[Point-per-instance localization data]
┄┄┄┄┄┄┄┄┄┄┄┄┄┄┄┄┄┄┄┄
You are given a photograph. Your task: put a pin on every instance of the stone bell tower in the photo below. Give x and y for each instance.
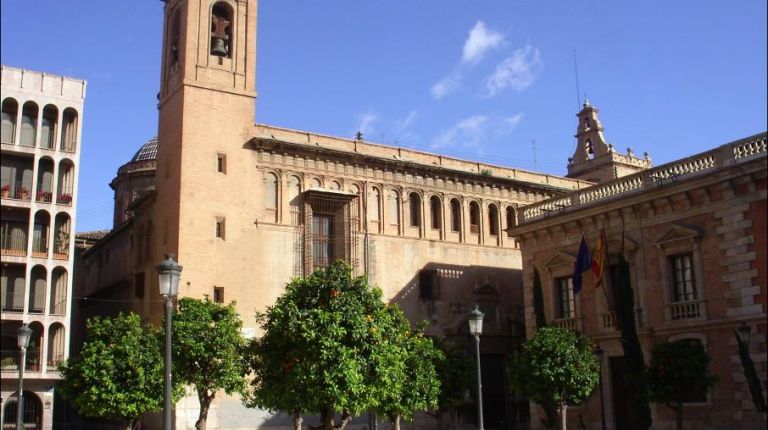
(596, 160)
(206, 109)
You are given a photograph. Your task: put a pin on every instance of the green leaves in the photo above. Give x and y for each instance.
(119, 371)
(331, 344)
(557, 366)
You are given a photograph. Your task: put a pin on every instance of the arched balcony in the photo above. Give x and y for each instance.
(44, 192)
(69, 130)
(48, 127)
(37, 290)
(28, 129)
(61, 237)
(10, 112)
(59, 280)
(40, 234)
(56, 346)
(64, 194)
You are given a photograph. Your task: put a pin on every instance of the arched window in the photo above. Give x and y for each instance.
(221, 30)
(415, 209)
(455, 215)
(59, 280)
(48, 127)
(56, 345)
(493, 220)
(394, 208)
(294, 199)
(10, 110)
(510, 220)
(69, 130)
(435, 212)
(474, 218)
(374, 214)
(270, 196)
(28, 124)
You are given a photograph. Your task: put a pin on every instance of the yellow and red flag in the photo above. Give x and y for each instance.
(598, 258)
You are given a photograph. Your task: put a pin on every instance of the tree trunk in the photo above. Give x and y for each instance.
(394, 421)
(205, 405)
(561, 412)
(679, 416)
(297, 420)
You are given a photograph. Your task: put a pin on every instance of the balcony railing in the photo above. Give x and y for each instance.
(567, 323)
(18, 190)
(696, 165)
(689, 310)
(13, 238)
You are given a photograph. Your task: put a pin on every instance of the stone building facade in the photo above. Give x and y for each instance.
(694, 233)
(41, 129)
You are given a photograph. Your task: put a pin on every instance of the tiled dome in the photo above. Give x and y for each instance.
(147, 152)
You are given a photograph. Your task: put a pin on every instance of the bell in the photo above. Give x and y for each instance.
(219, 47)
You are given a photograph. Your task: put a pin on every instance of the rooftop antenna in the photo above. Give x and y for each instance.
(576, 72)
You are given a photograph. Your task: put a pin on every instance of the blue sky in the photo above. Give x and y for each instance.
(480, 80)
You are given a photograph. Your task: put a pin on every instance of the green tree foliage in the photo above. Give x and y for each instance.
(637, 383)
(207, 350)
(538, 300)
(677, 370)
(331, 345)
(557, 366)
(118, 374)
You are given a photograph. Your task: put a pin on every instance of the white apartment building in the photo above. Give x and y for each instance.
(41, 141)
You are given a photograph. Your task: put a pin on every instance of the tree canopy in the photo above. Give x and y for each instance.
(557, 366)
(679, 371)
(207, 350)
(118, 374)
(332, 345)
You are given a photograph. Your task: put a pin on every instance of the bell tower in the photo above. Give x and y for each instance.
(595, 160)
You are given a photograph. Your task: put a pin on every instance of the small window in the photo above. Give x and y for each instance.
(138, 286)
(220, 228)
(683, 282)
(565, 305)
(218, 294)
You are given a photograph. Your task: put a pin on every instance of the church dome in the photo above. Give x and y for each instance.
(148, 151)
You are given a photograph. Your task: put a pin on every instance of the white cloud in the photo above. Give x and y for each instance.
(480, 41)
(472, 132)
(466, 132)
(404, 123)
(446, 86)
(366, 122)
(517, 72)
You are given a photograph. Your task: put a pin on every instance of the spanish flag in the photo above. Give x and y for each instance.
(598, 258)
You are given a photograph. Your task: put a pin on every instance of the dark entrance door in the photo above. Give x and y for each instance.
(623, 408)
(494, 410)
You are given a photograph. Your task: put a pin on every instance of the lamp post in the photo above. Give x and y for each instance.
(475, 320)
(168, 274)
(22, 337)
(600, 353)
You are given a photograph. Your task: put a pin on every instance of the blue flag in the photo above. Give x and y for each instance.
(583, 263)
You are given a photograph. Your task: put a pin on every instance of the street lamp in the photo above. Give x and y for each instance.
(22, 337)
(745, 333)
(600, 353)
(475, 319)
(168, 273)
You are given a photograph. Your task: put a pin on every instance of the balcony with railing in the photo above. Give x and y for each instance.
(687, 310)
(16, 190)
(696, 165)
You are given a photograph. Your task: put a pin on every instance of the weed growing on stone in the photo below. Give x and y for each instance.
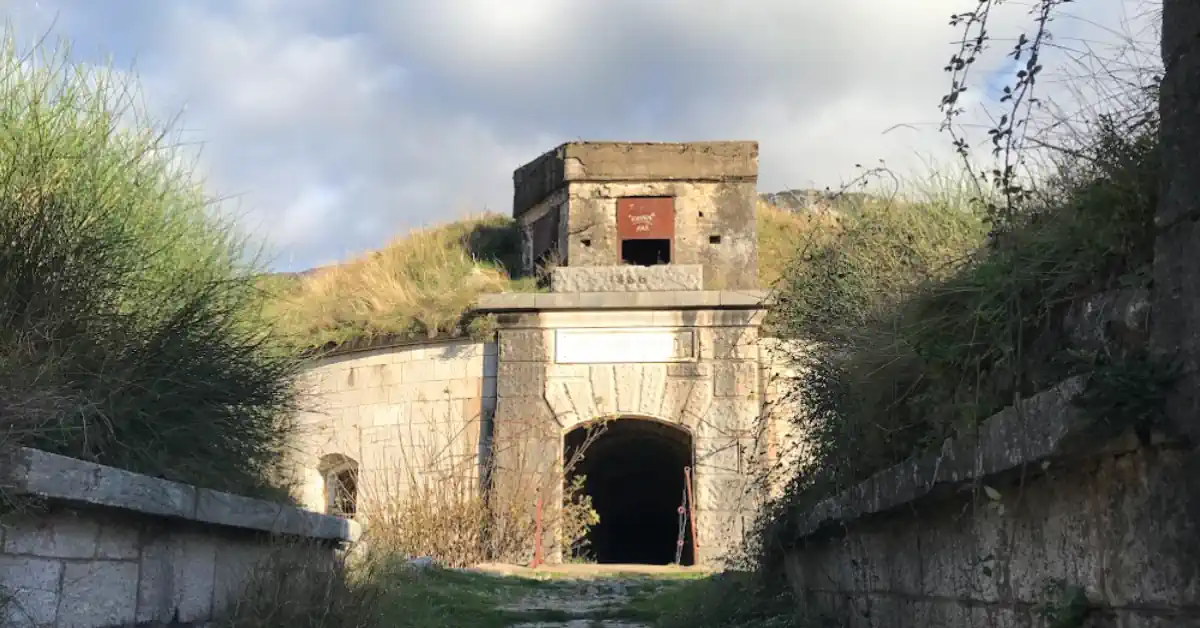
┄┄┄┄┄┄┄┄┄┄┄┄┄┄┄┄┄┄┄┄
EXERCISE DESCRIPTION: Return the records above exactly as written. Do not include their images.

RESULT OF THIS EXERCISE:
You are given a photograph. Your task: put a pin on every instance of the stone bell tower in the photo below. Give x and y for each instance.
(596, 160)
(206, 109)
You are given a photograph. Your task: put a pin on every instance of the green leaves in the photo above. Give x and y for each instance.
(119, 371)
(331, 344)
(557, 366)
You are given a photograph. Your task: put a pin on every instance of the arched balcony in the photo above. Give x and y for each instance.
(44, 192)
(69, 130)
(48, 127)
(37, 290)
(28, 129)
(61, 237)
(10, 112)
(59, 280)
(40, 234)
(56, 346)
(64, 194)
You are given a photograph. Your task: put a pin on every instance of the arched window in the photo above. Give x and y for each instance.
(221, 30)
(415, 209)
(455, 215)
(59, 280)
(48, 127)
(56, 345)
(493, 220)
(394, 208)
(294, 199)
(10, 110)
(510, 220)
(69, 130)
(435, 212)
(474, 218)
(374, 214)
(270, 196)
(28, 124)
You are given a photograph. Your task: put a pin on every instance of the yellow and red flag in the photo above. Give x and y for each instance.
(598, 258)
You are given a photograph. Your task: put a pin on every instance of the tree trunk in the photo above. Give x and y for each instance.
(394, 421)
(205, 405)
(561, 412)
(679, 416)
(297, 420)
You are given a photograph. Your task: put a pin on every instance of the balcony railing in the photo above. Give x and y for each instance.
(567, 323)
(18, 190)
(696, 165)
(689, 310)
(13, 238)
You are given a photograph. Your task: put a pin on every instance of the stone building facade in the photo above. Give x and y for each instance.
(694, 233)
(41, 129)
You are given a photograph. Your task: put a pin on every instance of the tiled dome in the photo above. Give x and y for each instance.
(147, 152)
You are given a photograph. Your task: put a pin on every instance of the bell in the photo above. Give x and y for each instance.
(219, 47)
You are given a photograph. Your task: put a pin on every instance of the rooftop antenna in the photo above. Give x and y for each instance.
(576, 72)
You are given a photograph. Your task: put a pin on every instance of the blue sky in the photo above. Give x and y for each instance.
(480, 80)
You are given a photograph. Your task: put a pin on every instance of the green tree foliage in the photo above. Give x and y for each instance.
(637, 383)
(207, 350)
(538, 300)
(677, 370)
(331, 345)
(557, 366)
(118, 374)
You are given a photograph. Your task: put a pin on every instance of the white apartment building in the photo above. Give x and y for each instance.
(41, 141)
You are given a photograph. Your task: put a pin on every instance of the tree canopy in the photo above. Give x and y for each instance.
(557, 366)
(679, 371)
(207, 350)
(118, 374)
(332, 345)
You are given a photograph. Your task: put a pin on every instance of the bell tower in the photo above. Give x and y for each instance.
(595, 160)
You are given a photograph. Your task: put a pin on every instance of the small window in the photo above. Give x and y for each instance.
(138, 286)
(220, 228)
(683, 282)
(565, 305)
(218, 294)
You are given a photograph. Your task: put a pin on every instance of the church dome in the photo above. Give x and y for each instance.
(148, 151)
You are given a photograph. Your task: put a pin on every instance of the white cloud in the photo above. Give x and y for each instance.
(480, 41)
(472, 132)
(466, 132)
(404, 123)
(446, 86)
(366, 122)
(517, 72)
You are given a photograph. Your task: put a pin on every instance of the spanish flag in the photo above. Give x and y for each instance.
(598, 258)
You are given a photograph. Your task: put a pin on every instance of the dark entrance door in the photo above. Give x and y for each instance.
(623, 408)
(494, 410)
You are given a photograph. Your task: put a pin on every instance of the lamp post in the photo above. Give x and y for each instance.
(475, 320)
(168, 274)
(22, 337)
(600, 353)
You are given a photograph. Your task: put a pin on every instance of the blue flag in the photo above. Give x and y for each instance.
(583, 263)
You are given a photograph. Your task: put a pin on every instance of the street lamp in the photo above. Give x and y for each instance.
(22, 337)
(745, 333)
(600, 353)
(475, 319)
(168, 273)
You are given a photograph. Your task: put a pin on every instance of the balcony with railing in the photo above. Give x and y for each instance.
(687, 310)
(16, 190)
(696, 165)
You are given a photograph. Your task: put a pin on every instance of the weed growing on stone in the photo below. Give x and y for each instance.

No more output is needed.